- [AIM OF THE EXERCISE] List every line in the rows below that contains the word "awning". Copy each line in full.
____
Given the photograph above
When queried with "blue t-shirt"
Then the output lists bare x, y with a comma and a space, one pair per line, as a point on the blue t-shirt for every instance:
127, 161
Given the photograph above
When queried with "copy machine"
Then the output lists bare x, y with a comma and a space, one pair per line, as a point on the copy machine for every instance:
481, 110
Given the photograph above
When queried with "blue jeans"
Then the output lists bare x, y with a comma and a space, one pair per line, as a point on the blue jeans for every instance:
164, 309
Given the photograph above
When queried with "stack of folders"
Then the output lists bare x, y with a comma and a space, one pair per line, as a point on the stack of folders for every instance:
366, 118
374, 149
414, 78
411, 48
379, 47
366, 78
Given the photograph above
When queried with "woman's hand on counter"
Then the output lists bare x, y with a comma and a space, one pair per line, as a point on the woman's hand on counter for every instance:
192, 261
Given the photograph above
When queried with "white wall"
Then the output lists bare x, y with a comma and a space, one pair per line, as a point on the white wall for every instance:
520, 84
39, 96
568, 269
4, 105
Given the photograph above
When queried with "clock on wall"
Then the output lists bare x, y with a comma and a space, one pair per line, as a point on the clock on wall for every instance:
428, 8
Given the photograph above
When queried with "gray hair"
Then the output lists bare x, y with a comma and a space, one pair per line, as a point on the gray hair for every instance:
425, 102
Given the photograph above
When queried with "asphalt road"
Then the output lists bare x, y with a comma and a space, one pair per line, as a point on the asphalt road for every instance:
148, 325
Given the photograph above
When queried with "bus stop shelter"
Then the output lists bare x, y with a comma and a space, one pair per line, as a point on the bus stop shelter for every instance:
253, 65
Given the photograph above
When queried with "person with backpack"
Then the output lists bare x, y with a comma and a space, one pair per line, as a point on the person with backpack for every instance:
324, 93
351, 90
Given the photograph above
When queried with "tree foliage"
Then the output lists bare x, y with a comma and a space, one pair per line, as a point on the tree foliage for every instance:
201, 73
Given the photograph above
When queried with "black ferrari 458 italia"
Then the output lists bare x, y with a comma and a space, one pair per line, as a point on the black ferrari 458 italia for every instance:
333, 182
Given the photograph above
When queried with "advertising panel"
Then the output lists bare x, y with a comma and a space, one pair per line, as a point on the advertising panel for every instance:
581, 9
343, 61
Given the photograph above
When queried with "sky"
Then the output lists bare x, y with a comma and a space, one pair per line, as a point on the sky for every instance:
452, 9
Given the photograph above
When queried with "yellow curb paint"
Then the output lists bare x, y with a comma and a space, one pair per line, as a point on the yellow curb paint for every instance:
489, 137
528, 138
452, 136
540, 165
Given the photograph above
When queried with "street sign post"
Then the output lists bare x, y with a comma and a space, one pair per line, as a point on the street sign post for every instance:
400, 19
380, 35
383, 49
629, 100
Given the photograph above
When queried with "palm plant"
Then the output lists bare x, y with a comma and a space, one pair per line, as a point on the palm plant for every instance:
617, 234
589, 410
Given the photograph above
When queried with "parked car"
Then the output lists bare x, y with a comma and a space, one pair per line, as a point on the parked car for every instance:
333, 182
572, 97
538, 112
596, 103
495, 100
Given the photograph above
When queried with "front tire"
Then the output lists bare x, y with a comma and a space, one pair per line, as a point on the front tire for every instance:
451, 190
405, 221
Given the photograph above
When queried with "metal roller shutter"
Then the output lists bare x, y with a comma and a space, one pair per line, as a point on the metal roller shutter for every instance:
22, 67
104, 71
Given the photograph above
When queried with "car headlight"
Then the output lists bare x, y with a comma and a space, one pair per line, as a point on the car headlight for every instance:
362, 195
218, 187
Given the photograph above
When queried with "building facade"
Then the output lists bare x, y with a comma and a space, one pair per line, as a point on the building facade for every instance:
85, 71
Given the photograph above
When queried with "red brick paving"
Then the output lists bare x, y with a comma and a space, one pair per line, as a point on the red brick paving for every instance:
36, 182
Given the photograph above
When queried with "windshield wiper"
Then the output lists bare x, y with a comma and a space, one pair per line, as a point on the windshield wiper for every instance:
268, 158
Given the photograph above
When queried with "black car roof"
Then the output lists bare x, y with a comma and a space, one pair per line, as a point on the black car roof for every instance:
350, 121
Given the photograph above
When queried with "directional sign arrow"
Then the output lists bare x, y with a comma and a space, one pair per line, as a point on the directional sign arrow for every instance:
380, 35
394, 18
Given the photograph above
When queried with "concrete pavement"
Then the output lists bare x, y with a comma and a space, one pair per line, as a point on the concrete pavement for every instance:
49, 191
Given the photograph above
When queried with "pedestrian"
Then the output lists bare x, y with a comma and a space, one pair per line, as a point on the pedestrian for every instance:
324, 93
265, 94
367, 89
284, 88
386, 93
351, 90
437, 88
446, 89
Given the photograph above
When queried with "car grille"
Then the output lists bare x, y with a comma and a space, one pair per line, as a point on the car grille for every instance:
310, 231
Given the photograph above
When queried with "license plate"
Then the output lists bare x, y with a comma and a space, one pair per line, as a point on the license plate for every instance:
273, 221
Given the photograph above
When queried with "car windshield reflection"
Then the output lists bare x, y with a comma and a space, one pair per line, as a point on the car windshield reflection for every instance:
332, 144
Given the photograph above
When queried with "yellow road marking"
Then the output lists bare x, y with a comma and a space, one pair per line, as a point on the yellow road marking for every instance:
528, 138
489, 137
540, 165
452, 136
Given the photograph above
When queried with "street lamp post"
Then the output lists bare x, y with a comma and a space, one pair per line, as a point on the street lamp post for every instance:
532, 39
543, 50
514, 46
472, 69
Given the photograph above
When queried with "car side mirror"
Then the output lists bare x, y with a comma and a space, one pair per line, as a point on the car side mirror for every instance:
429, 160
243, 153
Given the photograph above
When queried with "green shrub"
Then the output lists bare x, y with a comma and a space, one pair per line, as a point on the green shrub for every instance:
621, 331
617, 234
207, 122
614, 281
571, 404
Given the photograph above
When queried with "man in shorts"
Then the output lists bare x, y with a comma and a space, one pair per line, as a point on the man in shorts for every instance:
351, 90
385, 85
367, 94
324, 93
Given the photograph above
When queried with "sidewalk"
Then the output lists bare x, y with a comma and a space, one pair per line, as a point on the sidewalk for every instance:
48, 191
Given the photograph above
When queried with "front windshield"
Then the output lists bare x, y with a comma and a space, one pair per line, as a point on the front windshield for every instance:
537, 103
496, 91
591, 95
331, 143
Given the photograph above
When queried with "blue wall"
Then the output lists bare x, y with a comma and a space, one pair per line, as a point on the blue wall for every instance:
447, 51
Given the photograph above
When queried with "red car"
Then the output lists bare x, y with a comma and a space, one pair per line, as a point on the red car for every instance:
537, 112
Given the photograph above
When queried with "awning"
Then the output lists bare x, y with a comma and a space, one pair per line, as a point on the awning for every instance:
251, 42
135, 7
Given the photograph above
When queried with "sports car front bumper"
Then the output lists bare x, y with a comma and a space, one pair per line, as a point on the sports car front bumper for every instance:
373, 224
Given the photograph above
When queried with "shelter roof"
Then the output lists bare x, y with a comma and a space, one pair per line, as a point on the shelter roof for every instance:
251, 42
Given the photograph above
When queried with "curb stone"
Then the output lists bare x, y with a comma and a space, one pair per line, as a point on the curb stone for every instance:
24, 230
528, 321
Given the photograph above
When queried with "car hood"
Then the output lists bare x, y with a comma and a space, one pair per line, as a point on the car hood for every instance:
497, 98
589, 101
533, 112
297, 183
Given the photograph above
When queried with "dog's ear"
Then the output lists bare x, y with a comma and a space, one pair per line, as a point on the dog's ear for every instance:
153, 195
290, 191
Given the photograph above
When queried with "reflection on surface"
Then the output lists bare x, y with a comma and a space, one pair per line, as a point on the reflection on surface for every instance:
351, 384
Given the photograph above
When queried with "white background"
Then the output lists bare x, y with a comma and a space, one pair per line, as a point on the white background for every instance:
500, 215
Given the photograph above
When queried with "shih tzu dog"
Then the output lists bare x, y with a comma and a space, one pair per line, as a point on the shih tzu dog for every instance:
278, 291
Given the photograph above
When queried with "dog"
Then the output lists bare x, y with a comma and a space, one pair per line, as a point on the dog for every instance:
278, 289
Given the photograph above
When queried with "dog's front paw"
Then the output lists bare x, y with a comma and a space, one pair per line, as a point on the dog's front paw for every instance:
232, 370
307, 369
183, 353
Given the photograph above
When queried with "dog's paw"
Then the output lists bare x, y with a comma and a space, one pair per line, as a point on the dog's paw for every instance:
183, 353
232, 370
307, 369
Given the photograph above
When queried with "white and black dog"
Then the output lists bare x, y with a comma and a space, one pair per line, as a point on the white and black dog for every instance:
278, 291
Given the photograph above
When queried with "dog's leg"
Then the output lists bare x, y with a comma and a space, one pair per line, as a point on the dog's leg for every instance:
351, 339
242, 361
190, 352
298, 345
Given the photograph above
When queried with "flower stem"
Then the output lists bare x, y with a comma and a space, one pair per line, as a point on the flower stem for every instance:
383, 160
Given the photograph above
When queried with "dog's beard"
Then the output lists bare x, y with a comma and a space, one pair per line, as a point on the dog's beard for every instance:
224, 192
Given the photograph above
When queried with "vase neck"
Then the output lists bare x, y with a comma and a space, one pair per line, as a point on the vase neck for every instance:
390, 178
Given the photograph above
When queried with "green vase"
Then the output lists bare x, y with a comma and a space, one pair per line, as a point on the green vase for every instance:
____
- [SOLVED EXERCISE]
When queried with "awning"
Then the output lists bare x, y with a comma and a space, one pair per line, as a point on the awning for every instance:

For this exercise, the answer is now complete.